== Segment start ==
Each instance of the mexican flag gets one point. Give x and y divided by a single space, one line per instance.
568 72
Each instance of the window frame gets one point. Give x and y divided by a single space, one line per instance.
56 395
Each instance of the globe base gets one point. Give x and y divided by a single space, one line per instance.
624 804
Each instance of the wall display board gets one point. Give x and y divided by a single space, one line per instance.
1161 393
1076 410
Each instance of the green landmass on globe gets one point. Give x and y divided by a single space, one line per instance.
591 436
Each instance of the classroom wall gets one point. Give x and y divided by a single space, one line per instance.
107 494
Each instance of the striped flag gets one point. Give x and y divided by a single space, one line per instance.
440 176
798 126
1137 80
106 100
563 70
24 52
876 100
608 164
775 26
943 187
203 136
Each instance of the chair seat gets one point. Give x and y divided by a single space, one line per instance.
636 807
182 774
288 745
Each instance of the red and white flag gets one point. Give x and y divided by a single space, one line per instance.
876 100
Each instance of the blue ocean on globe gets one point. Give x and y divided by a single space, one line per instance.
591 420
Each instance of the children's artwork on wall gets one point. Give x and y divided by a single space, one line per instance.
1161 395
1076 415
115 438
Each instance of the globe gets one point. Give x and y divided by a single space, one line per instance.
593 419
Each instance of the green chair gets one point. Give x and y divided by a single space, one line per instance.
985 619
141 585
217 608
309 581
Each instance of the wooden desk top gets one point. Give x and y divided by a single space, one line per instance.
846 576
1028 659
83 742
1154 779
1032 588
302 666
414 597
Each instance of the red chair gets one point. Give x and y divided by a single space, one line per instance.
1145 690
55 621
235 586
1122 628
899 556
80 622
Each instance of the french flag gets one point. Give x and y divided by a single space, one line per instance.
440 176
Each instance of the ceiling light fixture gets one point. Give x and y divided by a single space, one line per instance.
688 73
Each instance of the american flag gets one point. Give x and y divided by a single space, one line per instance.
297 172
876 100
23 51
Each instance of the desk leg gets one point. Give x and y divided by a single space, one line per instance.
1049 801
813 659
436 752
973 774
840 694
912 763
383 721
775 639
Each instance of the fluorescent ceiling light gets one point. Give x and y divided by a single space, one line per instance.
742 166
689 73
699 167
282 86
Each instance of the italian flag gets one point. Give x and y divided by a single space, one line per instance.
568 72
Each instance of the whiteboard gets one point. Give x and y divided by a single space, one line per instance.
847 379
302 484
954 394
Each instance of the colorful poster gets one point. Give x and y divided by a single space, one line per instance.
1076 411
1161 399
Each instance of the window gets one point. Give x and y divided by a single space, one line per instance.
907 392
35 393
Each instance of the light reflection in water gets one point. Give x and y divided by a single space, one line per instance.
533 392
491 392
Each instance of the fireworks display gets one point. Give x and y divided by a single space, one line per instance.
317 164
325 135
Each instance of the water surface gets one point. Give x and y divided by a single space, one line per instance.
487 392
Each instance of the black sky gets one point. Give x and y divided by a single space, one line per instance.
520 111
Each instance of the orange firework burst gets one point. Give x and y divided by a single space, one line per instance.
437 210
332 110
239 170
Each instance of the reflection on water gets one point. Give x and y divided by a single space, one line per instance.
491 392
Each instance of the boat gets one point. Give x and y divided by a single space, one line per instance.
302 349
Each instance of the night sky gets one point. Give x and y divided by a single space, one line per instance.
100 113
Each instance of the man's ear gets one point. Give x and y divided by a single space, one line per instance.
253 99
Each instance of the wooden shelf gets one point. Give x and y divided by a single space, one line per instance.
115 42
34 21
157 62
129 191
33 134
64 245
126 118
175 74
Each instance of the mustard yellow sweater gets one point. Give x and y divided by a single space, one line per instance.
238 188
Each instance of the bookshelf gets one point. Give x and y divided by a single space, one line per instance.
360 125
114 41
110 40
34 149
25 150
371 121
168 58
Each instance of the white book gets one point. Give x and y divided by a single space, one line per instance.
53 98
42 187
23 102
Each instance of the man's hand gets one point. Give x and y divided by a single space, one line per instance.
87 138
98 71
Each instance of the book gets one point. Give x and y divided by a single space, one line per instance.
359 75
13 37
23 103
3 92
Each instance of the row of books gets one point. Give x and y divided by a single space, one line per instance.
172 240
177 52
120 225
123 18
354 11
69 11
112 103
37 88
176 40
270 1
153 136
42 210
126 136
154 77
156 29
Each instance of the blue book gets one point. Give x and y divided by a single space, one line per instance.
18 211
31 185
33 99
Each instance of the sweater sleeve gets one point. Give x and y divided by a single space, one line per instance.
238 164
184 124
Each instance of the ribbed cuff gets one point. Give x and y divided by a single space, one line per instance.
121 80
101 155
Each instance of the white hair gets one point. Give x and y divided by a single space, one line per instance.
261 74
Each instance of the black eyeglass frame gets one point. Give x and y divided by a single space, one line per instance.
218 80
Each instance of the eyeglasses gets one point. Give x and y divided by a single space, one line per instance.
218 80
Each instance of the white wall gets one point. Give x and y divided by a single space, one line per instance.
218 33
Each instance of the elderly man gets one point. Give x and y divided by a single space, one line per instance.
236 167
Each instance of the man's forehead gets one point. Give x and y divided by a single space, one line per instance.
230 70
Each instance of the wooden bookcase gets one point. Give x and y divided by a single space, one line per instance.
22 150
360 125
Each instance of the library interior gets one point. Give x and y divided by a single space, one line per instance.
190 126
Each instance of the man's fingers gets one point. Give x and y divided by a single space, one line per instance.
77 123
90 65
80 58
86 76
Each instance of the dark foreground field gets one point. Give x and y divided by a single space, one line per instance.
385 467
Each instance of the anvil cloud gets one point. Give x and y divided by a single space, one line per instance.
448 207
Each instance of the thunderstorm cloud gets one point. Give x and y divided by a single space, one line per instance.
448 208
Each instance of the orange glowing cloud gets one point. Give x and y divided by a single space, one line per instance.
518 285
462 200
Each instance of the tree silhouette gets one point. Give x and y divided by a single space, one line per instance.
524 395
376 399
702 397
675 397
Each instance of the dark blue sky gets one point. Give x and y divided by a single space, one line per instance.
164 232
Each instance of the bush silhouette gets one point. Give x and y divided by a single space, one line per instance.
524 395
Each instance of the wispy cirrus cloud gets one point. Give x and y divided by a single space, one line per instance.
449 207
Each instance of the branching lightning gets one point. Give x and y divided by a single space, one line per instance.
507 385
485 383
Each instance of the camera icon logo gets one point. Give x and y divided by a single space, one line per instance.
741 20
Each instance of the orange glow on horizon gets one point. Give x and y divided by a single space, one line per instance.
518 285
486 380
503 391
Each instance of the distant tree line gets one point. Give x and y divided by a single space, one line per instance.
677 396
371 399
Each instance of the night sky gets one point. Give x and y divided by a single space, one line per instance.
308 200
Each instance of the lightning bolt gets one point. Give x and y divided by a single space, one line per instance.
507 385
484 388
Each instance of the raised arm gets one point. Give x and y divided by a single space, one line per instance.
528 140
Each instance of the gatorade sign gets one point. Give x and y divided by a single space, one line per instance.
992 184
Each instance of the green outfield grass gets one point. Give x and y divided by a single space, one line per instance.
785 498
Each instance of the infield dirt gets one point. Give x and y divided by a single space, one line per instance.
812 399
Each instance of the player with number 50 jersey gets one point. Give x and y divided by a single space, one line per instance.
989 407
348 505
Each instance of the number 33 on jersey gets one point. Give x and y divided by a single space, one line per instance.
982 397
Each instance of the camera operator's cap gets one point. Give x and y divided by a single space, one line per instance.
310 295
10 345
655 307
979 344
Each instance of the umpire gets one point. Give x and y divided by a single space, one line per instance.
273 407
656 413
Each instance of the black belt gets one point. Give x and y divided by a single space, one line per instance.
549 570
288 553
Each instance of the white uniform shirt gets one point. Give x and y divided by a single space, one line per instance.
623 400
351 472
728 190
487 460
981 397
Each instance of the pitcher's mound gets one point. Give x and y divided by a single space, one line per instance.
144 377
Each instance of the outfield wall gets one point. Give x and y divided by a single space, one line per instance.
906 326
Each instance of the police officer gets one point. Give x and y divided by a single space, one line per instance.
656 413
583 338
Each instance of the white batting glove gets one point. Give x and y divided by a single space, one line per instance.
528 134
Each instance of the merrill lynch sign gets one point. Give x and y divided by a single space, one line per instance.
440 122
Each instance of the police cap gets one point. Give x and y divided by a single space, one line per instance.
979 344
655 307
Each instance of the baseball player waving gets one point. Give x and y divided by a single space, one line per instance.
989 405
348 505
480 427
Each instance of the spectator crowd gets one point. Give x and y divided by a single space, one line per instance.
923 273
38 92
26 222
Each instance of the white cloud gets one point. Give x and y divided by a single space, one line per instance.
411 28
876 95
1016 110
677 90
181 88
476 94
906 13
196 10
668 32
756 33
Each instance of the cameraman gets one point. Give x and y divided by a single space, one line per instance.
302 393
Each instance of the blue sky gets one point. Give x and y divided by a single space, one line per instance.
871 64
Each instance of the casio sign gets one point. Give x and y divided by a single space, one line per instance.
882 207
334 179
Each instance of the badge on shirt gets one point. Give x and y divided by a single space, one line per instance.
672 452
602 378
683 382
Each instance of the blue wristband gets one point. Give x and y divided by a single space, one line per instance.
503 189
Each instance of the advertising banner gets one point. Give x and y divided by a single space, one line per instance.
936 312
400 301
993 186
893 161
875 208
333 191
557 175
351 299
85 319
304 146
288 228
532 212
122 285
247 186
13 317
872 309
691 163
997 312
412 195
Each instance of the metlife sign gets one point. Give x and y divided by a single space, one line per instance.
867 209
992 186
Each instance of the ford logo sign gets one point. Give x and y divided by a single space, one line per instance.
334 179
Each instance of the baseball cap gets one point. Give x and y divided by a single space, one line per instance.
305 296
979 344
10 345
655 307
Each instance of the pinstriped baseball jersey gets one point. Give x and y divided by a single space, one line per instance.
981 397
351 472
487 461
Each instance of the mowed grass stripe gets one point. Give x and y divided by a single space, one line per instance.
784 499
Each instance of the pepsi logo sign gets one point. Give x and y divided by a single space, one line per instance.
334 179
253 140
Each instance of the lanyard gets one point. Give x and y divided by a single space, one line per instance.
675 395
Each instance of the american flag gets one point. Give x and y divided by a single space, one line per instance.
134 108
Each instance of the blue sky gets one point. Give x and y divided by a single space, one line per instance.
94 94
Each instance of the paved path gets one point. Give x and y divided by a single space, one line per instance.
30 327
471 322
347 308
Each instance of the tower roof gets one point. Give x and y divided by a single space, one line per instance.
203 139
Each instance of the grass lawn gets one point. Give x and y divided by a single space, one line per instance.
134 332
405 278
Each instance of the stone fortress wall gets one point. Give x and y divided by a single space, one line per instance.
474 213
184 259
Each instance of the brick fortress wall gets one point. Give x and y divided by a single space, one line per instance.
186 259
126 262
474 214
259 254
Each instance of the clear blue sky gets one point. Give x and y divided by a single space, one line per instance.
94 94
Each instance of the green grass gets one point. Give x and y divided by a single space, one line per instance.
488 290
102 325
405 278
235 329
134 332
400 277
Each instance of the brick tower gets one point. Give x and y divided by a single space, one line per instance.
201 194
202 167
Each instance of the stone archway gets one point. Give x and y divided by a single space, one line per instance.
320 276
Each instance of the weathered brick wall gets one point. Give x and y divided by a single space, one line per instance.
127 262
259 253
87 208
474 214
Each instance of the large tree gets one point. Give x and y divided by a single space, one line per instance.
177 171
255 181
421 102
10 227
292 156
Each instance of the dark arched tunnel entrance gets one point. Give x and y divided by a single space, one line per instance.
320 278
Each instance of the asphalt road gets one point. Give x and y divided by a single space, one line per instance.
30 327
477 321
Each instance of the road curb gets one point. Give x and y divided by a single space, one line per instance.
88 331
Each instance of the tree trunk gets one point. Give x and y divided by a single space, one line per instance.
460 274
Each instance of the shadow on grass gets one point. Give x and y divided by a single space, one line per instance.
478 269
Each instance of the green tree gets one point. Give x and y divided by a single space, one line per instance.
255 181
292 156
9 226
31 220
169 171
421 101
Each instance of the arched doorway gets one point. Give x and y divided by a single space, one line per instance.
== Segment end ==
◆ **PROBLEM REQUIREMENTS**
Write out exactly the final stretch of the records: the line containing "Each instance of the asphalt" and every line after it, through the last, and nothing else.

◆ **EXERCISE OUTPUT**
Each instance of the asphalt road gets one point. Give x and y divided by a single space, one line per instance.
30 327
477 321
Each instance of the road curb gets one point. Give x and y divided by a single space, one line per instance.
88 331
Each instance of the tree trunk gets one point. Give x and y divided by a single space, one line per instance.
460 274
Each instance of the shadow on grass gets one point. Give x and y divided by a single space, one line per instance.
478 269
Each instance of the green tree gets one point. Give x and y divided by a single space, one line per instance.
255 181
292 156
9 226
31 220
169 171
421 101
Each instance of the arched doorway gets one point. Give x and y divided by a single space, one line per instance.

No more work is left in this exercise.